Goal: Locate each line in the rows below that contains the word "output" and copy every such line.

── Input for this task

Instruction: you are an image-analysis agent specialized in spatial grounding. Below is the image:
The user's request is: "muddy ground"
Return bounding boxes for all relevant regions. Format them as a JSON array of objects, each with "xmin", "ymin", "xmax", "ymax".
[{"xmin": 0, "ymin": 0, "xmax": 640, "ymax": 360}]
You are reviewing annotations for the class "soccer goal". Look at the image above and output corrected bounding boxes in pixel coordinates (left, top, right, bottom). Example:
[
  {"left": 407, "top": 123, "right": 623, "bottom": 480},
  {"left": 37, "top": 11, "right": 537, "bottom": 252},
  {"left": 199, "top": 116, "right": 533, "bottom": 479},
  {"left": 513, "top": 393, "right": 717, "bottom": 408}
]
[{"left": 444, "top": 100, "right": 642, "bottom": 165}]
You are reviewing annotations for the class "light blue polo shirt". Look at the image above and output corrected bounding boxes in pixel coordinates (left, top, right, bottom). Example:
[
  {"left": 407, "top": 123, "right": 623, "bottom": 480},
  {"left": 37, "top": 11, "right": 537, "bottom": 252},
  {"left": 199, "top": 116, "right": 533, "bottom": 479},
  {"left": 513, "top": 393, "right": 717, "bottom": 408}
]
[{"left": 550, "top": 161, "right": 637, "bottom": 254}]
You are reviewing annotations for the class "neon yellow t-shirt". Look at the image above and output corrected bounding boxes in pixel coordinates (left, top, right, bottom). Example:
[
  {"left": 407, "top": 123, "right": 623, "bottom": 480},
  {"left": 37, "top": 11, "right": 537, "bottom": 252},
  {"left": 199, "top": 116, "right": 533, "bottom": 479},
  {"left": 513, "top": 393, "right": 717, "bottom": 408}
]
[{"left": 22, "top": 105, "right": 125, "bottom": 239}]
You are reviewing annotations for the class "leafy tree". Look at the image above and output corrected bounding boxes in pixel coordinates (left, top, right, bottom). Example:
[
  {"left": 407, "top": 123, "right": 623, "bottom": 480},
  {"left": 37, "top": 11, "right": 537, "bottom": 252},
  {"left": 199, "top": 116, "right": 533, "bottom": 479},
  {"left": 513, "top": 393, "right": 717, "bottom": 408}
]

────

Written reply:
You are reviewing annotations for the class "soccer goal". Look at the image above and output corrected bounding boxes in pixel coordinates (left, top, right, bottom). Example:
You are reviewing annotations for the class "light blue polo shirt". Look at the image above and output corrected bounding boxes in pixel coordinates (left, top, right, bottom). Example:
You are reviewing annotations for the class "neon yellow t-shirt". Look at the image above and output corrected bounding boxes in pixel coordinates (left, top, right, bottom). Example:
You are reviewing annotations for the class "leafy tree". Look at the image above and output corrected bounding boxes in pixel coordinates (left, top, right, bottom). Example:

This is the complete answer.